Reproduce the passage of the garbage collection discussion below from "That said, I" up to and including "method has completed.", changing "resource pools" to "object pools".

(Document text)
####
I work as a .NET developer at a trading firm where, like you, we care about 100 ms delays. Garbage collection can indeed become a significant issue when dependable minimal latency is required.

That said, I don't think migrating to C++ is going to be a smart move, mainly due to how time consuming it would be. Garbage collection occurs after a certain amount of memory has been allocated on the heap over time. You can substantially mitigate this issue by minimizing the amount of heap allocation your code creates.

I'd recommend trying to spot methods in your application that are responsible for significant amounts of allocation. Anywhere objects are constructed is going to be a candidate for modification. A classic approach to fighting garbage collection is utilizing resource pools: instead of creating a new object every time a method is called, maintain a pool of already-constructed objects, borrowing from the pool on every method call and returning the object to the pool once the method has completed.

Another no-brainer involves hunting down any ArrayList, HashTable, or similar non-generic collections in your code that box/unbox value types, leading to totally unnecessary heap allocation. Replace these with List<T>, Dictionary<TKey, TValue>, and so on wherever possible (here I am specifically referring to collections of value types such as int, double, long, etc.). Likewise, look out for any methods you may be calling which box value type arguments (or return boxed value types).

These are just a couple of relatively small steps you can take to reducing your garbage collection count, but they can make a big difference. With enough effort it can even be possible to completely (or at least nearly) eliminate all generation 2 garbage collections during the continuous operations phase (everything except for startup and shutdown) of your application. And I think you'll find that generation 2 collections are the real heavy-hitters.

Here's a paper outlining one company's efforts to minimize latency in a .NET application through resource pooling, in addition to a couple of other methods, with great success:

Rapid Addition leverages Microsoft .NET 3.5 Framework to build ultra-low latency FIX and FAST processing

So to reiterate: I would strongly recommend investigating ways to modify your code so as to cut down on garbage collection over converting to an entirely different language.

Dan Tao
It sounds like resource pooling and profiling and possibly upgrading to .NET 4.0 for the Background GC is a good way to go instead of C++. Thanks for your help! The White Paper that you linked to is great. Do you know of anything that mentions more specifics (along the lines of the one function call they mention in the paper that does boxing and unboxing behind the scenes).That is, is there a list of best practices for things to do when trying to avoid GCs and resource pooling. Perhaps a complete list of functions not to call?
Michael Covelli
@Michael: I wish there were. Unfortunately Rapid Addition has not made their standard "do not call" list public, nor would I expect Microsoft to publicize such a list (especially since one would expect it to change over time as implementations of the listed methods become modified). Your best bet, as others have said, is to profile your code and find for yourself those places where unexpected levels of memory allocation may be occurring. In case you aren't already, I also strongly recommend using perfmon to monitor your GC count while debugging your app. It can be quite illuminating.
Dan Tao
+1  A: 

.NET 4.0 has what's called Background Garbage Collection, which is different than Concurrent Garbage Collection, which may be what is causing your issue. Jason Olson talks about it with Carl Franklin and Richard Campbell on .NET Rocks Episode #517. You can view the transcript here. It's on page 5.

I'm not completely sure if just upgrading to the 4.0 Framework will solve your problem, but I imagine it would be well worth your time looking into it before rewriting everything in C++.

Aaron Daniels
This is great, thank you. It looks like .NET 4.0 and some profiling is probably the way to go instead of a re-write.
Michael Covelli
####
(Dataset)

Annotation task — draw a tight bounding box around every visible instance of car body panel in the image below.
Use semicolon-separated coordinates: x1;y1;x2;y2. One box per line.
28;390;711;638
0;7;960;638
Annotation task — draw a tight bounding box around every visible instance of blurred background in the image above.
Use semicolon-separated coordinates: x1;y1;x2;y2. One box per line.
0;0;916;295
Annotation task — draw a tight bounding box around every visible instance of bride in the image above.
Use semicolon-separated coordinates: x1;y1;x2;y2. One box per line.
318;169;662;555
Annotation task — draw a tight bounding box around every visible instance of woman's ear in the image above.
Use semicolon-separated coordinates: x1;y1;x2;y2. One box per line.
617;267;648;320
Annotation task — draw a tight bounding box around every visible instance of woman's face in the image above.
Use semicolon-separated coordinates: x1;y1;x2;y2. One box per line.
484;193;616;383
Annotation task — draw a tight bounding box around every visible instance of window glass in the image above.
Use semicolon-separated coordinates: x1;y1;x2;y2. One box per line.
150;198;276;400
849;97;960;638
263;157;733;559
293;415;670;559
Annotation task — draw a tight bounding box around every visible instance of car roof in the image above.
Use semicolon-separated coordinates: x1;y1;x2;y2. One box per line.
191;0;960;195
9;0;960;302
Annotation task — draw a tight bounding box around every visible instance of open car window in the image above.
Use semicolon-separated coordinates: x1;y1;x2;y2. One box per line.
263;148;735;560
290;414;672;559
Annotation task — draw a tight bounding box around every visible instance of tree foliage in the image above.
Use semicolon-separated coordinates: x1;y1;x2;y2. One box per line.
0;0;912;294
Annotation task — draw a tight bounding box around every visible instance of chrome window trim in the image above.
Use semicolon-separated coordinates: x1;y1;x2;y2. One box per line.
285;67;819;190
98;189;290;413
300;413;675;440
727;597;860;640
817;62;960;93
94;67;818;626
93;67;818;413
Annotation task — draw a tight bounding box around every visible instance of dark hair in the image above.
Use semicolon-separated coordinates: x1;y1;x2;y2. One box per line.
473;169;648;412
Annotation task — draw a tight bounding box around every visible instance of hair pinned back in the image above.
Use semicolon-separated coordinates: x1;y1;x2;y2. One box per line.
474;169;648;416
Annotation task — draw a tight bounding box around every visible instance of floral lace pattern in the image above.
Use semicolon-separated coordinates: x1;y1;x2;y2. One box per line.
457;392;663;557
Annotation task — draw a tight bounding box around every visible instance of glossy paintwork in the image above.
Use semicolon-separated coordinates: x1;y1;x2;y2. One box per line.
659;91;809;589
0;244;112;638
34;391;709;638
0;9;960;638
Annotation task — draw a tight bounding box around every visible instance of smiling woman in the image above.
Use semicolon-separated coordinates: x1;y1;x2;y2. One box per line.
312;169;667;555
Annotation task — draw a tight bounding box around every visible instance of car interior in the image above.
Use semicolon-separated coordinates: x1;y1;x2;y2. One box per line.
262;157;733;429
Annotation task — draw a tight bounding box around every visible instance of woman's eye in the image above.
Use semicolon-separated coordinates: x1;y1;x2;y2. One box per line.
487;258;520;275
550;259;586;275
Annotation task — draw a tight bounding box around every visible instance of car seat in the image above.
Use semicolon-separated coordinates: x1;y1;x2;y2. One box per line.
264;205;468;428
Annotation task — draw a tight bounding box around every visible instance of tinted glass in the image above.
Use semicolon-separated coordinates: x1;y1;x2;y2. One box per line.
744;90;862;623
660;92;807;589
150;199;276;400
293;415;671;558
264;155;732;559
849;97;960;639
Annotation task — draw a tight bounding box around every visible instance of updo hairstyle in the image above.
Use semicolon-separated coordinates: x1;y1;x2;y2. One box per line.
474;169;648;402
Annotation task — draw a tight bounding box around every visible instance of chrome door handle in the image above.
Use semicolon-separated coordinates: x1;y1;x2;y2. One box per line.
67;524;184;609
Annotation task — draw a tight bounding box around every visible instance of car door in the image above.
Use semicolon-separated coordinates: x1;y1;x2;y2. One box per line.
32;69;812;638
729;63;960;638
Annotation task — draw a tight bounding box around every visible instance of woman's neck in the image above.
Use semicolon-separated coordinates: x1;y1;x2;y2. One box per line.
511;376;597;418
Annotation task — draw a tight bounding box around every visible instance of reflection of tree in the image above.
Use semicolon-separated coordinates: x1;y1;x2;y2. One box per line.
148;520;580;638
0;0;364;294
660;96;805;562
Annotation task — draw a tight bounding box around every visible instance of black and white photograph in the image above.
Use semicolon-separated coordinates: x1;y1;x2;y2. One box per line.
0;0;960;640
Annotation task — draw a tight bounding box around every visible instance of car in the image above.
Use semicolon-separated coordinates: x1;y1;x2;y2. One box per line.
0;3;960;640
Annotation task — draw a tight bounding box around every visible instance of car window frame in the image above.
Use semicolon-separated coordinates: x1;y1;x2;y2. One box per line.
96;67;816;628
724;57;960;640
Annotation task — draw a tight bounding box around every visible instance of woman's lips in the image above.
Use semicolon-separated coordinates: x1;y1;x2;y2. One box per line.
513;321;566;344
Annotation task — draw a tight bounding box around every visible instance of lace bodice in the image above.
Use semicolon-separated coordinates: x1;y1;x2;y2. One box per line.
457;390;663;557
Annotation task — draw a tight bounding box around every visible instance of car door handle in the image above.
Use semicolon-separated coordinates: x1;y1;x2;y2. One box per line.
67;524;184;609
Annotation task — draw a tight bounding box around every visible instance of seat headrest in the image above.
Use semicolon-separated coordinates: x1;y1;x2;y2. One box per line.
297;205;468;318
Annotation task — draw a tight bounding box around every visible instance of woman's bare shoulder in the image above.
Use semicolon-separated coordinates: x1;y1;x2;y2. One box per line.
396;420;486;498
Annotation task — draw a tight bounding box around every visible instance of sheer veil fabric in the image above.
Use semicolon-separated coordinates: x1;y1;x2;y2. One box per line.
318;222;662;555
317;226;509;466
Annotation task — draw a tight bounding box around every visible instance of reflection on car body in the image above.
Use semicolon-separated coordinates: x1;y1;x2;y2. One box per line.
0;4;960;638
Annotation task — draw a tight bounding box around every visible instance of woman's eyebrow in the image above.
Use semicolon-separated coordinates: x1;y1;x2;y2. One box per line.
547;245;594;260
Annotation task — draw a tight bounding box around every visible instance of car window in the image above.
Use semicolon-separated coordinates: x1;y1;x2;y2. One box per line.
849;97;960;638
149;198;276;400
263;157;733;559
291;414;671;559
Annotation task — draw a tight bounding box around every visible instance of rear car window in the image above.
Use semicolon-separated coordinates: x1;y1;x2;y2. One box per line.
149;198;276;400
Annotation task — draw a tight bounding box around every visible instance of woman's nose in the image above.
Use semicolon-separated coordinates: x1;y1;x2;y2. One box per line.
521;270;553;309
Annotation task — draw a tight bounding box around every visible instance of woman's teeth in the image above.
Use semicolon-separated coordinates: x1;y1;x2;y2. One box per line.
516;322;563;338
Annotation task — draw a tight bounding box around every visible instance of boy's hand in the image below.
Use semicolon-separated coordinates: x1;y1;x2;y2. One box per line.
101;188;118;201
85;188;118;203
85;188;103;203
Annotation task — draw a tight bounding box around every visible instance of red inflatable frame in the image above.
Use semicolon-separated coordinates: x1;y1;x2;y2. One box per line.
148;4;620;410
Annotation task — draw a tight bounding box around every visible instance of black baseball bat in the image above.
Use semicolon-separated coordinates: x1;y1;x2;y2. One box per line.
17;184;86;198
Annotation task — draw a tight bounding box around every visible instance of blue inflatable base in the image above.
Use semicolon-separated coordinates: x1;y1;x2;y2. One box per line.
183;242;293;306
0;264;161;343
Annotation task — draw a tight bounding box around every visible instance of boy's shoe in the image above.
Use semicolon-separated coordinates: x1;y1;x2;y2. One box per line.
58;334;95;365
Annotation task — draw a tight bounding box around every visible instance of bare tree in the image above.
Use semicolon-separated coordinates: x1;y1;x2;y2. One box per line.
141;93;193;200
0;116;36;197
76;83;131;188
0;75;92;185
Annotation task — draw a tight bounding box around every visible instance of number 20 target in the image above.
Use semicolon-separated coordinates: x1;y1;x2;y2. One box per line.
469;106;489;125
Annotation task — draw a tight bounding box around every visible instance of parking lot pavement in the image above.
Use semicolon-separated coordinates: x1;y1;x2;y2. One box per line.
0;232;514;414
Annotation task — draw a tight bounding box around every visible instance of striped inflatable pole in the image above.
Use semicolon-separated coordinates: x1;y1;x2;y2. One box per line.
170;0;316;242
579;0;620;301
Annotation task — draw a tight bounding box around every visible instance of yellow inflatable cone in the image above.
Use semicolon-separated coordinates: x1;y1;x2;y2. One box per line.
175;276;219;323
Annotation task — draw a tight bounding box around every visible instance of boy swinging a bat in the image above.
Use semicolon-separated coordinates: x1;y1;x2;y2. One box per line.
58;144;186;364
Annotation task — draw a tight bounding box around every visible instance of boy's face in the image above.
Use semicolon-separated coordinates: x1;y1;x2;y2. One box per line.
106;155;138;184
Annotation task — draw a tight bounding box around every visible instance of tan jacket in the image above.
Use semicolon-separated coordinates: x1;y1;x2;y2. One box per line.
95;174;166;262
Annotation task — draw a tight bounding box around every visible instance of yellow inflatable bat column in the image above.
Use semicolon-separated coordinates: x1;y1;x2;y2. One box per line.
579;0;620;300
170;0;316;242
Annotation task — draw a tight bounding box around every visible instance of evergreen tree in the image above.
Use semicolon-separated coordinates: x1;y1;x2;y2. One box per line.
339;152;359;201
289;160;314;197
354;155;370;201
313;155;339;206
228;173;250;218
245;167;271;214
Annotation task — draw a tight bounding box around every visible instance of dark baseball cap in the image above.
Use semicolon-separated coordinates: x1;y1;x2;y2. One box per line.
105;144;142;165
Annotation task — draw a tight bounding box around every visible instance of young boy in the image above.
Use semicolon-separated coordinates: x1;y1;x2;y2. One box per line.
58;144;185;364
####
(Response to this exercise)
That said, I don't think migrating to C++ is going to be a smart move, mainly due to how time consuming it would be. Garbage collection occurs after a certain amount of memory has been allocated on the heap over time. You can substantially mitigate this issue by minimizing the amount of heap allocation your code creates.

I'd recommend trying to spot methods in your application that are responsible for significant amounts of allocation. Anywhere objects are constructed is going to be a candidate for modification. A classic approach to fighting garbage collection is utilizing object pools: instead of creating a new object every time a method is called, maintain a pool of already-constructed objects, borrowing from the pool on every method call and returning the object to the pool once the method has completed.